__WHAT IS NEEDED__: Name every online meeting application that the article on online meetings below mentions.

Manufacturing

Product reviews, features, and tutorials for optimizing use of CAD software and hardware for mechanical (MCAD) and other product design.
Collaboration

Ten Tips for Success with Online Meetings

27 Mar, 2020 By: Lynn Allen

From simplifying your CAD environment to smiling, here are ten simple ways you can improve your online meeting experience when you’re working from home.


If it isn’t rough enough adjusting to working from home, now you need to deal with online meetings! Sure, you’ve had a few here and there in the past — but now your success with clients and coworkers practically depends on them. I recently taught a series of classes focused on mastering online meetings, and thought perhaps you could use a few insider tips to help you shine during this transition. Hang in there; we’ll get through this together!

Whether your company chooses to use Zoom (my favorite), GoToMeeting, Skype, or another application, these tips should come in handy for most any online meeting app. The goal here is to craft an online experience that’s as close to a face-to-face meeting as possible, thereby netting the best results.

Tip 1: Log on Early

Online meetings are notorious for having technical issues. (There, I said it!) Start off on the right foot by logging on at least three minutes early — or five, if you’re the meeting organizer. You can ensure you have time to load the app, if needed, and to check your speakers, microphone, and webcam (when applicable) before entering the meeting. (This also means you should try to avoid booking back-to-back online meetings.)

If you are the meeting organizer and you open the meeting early (which you should), don’t just sit there in silence; be a good host and make small talk. You wouldn’t ignore your coworkers and clients in a conference room before a meeting started — would you?

Tip 2: Select an Appropriate Location

Whether you’ll be on camera or not, you’ll want to choose a location conducive to success: Someplace quiet and free of distractions, with a strong Internet connection. Aim for good lighting and a professional-looking background free of clutter, if there is a chance you might find yourself on camera. It’s really as simple as turning around and looking at what is behind you! Some apps, including Zoom, allow you to customize your background — which certainly comes in handy if you don’t have a professional-looking location available. (Office in the bathtub, anybody?)

__ENTRIES SHOWN__:
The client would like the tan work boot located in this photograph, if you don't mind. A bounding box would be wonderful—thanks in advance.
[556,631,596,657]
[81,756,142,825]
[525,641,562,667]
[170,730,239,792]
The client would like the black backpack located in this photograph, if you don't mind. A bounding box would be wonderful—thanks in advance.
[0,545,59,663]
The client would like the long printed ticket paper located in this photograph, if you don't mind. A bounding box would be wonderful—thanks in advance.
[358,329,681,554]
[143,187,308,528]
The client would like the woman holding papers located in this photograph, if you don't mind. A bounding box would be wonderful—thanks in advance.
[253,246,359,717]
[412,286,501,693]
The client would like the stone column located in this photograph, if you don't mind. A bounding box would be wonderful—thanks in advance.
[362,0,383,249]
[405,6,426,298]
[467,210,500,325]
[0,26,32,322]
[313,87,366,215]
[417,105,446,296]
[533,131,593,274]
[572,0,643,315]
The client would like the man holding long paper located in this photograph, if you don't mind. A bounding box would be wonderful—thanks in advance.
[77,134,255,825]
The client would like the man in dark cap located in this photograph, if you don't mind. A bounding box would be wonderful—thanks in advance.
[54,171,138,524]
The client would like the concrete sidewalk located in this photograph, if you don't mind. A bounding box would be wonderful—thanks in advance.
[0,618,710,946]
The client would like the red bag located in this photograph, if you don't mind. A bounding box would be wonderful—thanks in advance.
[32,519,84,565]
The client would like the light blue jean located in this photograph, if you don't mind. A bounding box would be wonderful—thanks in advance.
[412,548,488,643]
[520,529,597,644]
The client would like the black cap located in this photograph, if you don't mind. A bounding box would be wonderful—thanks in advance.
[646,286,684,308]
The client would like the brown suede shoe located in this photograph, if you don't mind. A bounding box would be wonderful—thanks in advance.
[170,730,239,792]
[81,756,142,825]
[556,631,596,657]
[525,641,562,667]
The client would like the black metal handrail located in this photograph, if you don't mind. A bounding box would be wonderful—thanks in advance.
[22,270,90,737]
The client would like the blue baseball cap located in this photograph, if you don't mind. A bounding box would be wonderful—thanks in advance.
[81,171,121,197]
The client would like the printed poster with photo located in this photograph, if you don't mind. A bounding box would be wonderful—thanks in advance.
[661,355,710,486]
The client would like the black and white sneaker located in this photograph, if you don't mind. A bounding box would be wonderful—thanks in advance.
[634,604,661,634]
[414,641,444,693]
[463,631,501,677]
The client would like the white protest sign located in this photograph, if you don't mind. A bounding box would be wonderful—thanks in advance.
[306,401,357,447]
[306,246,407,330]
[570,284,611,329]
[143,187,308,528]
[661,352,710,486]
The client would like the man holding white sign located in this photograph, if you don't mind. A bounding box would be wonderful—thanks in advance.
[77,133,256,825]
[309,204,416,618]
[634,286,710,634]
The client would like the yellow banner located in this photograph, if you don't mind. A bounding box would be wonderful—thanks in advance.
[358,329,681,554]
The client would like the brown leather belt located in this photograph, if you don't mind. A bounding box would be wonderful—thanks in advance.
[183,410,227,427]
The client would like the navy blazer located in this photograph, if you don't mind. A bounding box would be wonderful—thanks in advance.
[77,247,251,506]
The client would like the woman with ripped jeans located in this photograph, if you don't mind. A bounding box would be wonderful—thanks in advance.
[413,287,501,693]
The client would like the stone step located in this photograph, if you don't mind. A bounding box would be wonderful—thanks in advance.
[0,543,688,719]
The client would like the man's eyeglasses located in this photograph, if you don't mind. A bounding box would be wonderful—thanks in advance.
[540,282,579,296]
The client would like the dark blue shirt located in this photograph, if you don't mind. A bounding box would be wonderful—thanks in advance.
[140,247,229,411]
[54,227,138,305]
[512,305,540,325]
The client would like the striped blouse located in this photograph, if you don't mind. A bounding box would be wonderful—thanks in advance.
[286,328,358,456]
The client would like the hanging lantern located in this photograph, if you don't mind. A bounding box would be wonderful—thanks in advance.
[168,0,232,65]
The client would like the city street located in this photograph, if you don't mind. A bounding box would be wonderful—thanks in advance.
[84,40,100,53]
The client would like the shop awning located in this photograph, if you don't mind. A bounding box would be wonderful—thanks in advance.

__CORRECT RESPONSE__: Zoom, GoToMeeting, Skype